> _What is needed_
Your reply should be only the number of lines in the records that contain the word "airplane".

----

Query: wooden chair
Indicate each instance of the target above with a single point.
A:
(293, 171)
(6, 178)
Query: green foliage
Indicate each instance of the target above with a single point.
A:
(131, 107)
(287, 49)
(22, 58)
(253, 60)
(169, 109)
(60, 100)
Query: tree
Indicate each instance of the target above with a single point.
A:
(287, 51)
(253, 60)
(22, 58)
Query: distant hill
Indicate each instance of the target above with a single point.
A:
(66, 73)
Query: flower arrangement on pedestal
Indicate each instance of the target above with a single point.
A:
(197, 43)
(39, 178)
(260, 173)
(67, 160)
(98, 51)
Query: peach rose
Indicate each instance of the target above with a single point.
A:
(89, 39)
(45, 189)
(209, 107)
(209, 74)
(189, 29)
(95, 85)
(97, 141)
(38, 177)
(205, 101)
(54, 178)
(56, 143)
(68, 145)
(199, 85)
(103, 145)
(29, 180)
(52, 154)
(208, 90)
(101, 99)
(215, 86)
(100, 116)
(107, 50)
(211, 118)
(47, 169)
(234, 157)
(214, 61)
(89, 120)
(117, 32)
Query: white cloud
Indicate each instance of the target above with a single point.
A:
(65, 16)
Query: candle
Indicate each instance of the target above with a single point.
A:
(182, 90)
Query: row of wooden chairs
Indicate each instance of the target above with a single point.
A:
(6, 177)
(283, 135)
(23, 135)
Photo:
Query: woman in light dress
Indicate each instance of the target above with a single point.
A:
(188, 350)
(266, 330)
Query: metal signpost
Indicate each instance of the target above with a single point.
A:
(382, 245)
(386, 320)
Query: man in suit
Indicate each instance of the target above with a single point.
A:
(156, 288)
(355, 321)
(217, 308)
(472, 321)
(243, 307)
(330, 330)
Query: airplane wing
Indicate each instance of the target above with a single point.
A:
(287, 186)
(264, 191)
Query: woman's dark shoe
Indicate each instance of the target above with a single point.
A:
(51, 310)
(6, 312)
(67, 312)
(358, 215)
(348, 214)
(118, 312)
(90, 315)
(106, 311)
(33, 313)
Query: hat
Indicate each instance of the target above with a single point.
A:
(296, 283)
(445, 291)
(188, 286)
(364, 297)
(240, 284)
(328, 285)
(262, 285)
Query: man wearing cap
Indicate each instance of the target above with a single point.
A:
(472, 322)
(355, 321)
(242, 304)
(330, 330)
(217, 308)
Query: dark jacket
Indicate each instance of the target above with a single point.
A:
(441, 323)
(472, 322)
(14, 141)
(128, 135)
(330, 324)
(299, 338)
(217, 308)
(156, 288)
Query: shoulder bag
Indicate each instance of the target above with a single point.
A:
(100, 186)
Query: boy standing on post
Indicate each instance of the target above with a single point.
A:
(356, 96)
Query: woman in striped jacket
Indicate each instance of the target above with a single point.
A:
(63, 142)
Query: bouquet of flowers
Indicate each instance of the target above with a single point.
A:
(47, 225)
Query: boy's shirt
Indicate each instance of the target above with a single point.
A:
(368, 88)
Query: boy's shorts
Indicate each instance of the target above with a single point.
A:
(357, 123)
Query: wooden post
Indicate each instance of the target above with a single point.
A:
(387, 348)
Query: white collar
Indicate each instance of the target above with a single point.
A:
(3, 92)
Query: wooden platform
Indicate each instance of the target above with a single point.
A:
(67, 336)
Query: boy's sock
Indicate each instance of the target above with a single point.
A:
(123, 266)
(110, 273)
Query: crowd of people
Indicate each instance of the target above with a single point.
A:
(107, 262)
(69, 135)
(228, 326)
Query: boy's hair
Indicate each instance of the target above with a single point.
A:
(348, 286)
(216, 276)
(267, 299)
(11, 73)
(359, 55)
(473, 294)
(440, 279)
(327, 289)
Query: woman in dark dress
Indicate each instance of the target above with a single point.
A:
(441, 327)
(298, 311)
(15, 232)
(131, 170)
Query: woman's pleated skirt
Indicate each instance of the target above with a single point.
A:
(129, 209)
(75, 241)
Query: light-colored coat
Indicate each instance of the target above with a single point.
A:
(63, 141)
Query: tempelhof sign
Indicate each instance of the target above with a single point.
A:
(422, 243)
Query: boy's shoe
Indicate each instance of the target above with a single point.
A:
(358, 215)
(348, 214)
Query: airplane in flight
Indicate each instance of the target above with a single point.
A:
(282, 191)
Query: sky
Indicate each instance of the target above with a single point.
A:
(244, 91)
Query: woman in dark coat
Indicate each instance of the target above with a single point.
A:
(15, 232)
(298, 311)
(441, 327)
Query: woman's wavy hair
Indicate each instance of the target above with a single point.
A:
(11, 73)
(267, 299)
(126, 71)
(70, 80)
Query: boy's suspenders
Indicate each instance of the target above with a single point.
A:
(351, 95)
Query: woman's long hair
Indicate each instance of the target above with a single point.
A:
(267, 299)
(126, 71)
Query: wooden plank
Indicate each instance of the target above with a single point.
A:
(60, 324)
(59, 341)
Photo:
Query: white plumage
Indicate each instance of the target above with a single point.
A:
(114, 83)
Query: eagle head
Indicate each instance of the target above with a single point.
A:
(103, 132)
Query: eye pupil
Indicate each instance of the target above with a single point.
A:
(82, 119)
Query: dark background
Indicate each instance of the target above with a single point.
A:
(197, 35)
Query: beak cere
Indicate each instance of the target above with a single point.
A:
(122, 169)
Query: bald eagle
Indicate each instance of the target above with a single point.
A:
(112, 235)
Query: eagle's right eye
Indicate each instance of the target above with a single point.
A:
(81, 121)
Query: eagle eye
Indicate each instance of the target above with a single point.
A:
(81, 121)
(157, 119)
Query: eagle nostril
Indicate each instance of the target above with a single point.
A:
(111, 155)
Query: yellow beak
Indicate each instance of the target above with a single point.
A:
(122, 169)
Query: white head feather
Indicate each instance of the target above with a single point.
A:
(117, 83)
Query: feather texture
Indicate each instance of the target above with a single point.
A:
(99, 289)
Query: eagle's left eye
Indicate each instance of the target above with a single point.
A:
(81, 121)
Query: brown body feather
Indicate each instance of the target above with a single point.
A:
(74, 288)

----

> _Written response_
2